## Task to complete
Here are some records; copy every line that holds the word "rough".

## Exercise data
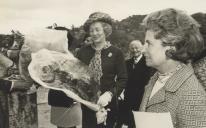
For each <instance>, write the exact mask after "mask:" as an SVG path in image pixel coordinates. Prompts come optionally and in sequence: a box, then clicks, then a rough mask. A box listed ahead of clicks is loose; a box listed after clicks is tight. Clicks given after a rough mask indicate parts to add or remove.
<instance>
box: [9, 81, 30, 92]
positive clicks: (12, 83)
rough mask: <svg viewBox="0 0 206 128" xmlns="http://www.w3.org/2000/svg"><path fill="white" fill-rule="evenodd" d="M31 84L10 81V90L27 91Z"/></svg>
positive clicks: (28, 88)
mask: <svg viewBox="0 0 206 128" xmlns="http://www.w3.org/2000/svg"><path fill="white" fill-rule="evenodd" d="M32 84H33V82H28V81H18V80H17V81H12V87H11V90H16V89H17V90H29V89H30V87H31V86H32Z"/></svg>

## Finished task
For each <instance>, write the exact mask after "mask:" as an SVG path in image pixel coordinates. Prompts come optionally and in sequence: a box, then clicks, then a rough mask. A box listed ahead of clicks is loose; a box listed after clicks is tight. Clicks given after a rough mask indicate parts to add or remove.
rough mask: <svg viewBox="0 0 206 128" xmlns="http://www.w3.org/2000/svg"><path fill="white" fill-rule="evenodd" d="M31 84L10 81V90L27 91Z"/></svg>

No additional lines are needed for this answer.